- **Parts of the exercise**:
- a) From the sink documentation, list every parameter that the AWSIcebergConfig constructor takes.
- b) Carry the sink documentation forward from its final sentence.
Segment Start: Text excerpt
Pushes data to an ElasticSearch index.

By default, uses the kafka message key as the document ID, and dynamically generates the field types.

You can pass your own type mapping or document ID setter for custom behavior.

ElasticsearchSink.init

def __init__(url: str,
             index: str,
             mapping: Optional[dict] = None,
             document_id_setter: Optional[Callable[
                 [SinkItem], Optional[str]]] = _default_document_id_setter,
             batch_size: int = 500,
             max_bulk_retries: int = 3,
             ignore_bulk_upload_errors: bool = False,
             add_message_metadata: bool = False,
             add_topic_metadata: bool = False,
             on_client_connect_success: Optional[
                 ClientConnectSuccessCallback] = None,
             on_client_connect_failure: Optional[
                 ClientConnectFailureCallback] = None,
             **kwargs)

[VIEW SOURCE]

Arguments:

url: the ElasticSearch host url
index: the ElasticSearch index name
mapping: a custom mapping; the default dynamically maps all field types
document_id_setter: how to select the document id; the default is the Kafka message key
batch_size: how large each chunk size is with bulk
max_bulk_retries: number of retry attempts for each bulk batch
ignore_bulk_upload_errors: ignore any errors that occur when attempting an upload
add_message_metadata: add key, timestamp, and headers as __{field}
add_topic_metadata: add topic, partition, and offset as __{field}
on_client_connect_success: An optional callback made after successful client authentication, primarily for additional logging.
on_client_connect_failure: An optional callback made after failed client authentication (which should raise an Exception). Callback should accept the raised Exception as an argument. Callback must resolve (or propagate/re-raise) the Exception.
kwargs: additional kwargs that are passed to the ElasticSearch client

quixstreams.sinks.community.iceberg

AWSIcebergConfig

class AWSIcebergConfig(BaseIcebergConfig)

[VIEW SOURCE]

AWSIcebergConfig.init

def __init__(aws_s3_uri: str,
             aws_region: Optional[str] = None,
             aws_access_key_id: Optional[str] = None,
             aws_secret_access_key: Optional[str] = None,
             aws_session_token: Optional[str] = None)

[VIEW SOURCE]

Configure IcebergSink to work with AWS Glue.
Segment End: Text excerpt
Segment Start: Information
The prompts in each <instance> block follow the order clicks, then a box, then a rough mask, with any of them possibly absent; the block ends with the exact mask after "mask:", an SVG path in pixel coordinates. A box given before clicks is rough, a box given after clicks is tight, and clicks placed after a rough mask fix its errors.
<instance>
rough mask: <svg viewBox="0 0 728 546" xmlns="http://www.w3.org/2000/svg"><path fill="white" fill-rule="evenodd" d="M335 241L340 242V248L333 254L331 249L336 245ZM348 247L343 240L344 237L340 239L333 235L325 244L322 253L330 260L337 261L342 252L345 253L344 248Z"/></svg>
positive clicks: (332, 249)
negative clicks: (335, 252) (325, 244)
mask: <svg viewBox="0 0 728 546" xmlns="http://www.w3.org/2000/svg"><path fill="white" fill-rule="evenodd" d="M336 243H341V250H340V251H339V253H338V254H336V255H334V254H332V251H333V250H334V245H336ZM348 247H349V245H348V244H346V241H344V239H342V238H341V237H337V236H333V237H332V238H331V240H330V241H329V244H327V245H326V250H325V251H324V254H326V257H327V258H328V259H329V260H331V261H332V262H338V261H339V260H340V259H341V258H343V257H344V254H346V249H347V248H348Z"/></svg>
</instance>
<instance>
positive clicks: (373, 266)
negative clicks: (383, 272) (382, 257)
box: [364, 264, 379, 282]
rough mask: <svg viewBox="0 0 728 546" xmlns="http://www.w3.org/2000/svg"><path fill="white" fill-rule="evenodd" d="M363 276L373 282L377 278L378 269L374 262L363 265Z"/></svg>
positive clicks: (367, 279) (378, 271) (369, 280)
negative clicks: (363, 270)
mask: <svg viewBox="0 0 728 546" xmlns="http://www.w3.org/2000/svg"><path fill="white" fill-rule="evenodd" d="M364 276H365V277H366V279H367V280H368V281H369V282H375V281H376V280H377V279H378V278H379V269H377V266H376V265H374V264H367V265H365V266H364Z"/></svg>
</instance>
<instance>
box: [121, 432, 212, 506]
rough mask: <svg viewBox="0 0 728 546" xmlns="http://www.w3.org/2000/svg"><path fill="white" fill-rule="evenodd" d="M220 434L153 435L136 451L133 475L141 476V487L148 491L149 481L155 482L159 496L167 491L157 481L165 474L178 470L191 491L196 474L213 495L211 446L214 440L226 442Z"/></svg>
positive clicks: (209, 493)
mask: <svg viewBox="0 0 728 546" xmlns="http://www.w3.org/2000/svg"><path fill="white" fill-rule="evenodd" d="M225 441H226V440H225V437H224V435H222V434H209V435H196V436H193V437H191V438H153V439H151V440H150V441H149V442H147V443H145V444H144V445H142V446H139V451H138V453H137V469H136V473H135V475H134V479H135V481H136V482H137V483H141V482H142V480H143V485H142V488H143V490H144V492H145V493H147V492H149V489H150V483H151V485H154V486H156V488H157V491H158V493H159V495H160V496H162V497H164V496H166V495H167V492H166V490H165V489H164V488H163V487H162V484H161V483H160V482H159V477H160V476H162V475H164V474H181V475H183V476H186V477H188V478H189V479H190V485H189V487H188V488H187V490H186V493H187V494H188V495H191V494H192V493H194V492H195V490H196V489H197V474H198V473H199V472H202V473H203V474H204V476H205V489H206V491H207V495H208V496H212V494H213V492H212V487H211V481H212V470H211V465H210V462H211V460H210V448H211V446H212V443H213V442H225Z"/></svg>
Segment End: Information
- **Answers by item**:
- a) aws_s3_uri, aws_region, aws_access_key_id, aws_secret_access_key, aws_session_token

- b)
Arguments:

aws_s3_uri: The S3 URI where the table data will be stored (e.g., 's3://your-bucket/warehouse/').
aws_region: The AWS region for the S3 bucket and Glue catalog.
aws_access_key_id: the AWS access key ID. NOTE: can alternatively set the AWS_ACCESS_KEY_ID environment variable when using AWS Glue.
aws_secret_access_key: the AWS secret access key. NOTE: can alternatively set the AWS_SECRET_ACCESS_KEY environment variable when using AWS Glue.
aws_session_token: a session token (or will be generated for you). NOTE: can alternatively set the AWS_SESSION_TOKEN environment variable when using AWS Glue.

IcebergSink

class IcebergSink(BatchingSink)

[VIEW SOURCE]

IcebergSink writes batches of data to an Apache Iceberg table.

The data will by default include the kafka message key, value, and timestamp.

It serializes incoming data batches into Parquet format and appends them to the Iceberg table, updating the table schema as necessary.

Currently, supports Apache Iceberg hosted in:

AWS

Supported data catalogs:

AWS Glue

Arguments:

table_name: The name of the Iceberg table.
config: An IcebergConfig with all the various connection parameters.
data_catalog_spec: data cataloger to use (ex. for AWS Glue, "aws_glue").
schema: The Iceberg table schema. If None, a default schema is used.
partition_spec: The partition specification for the table. If None, a default is used.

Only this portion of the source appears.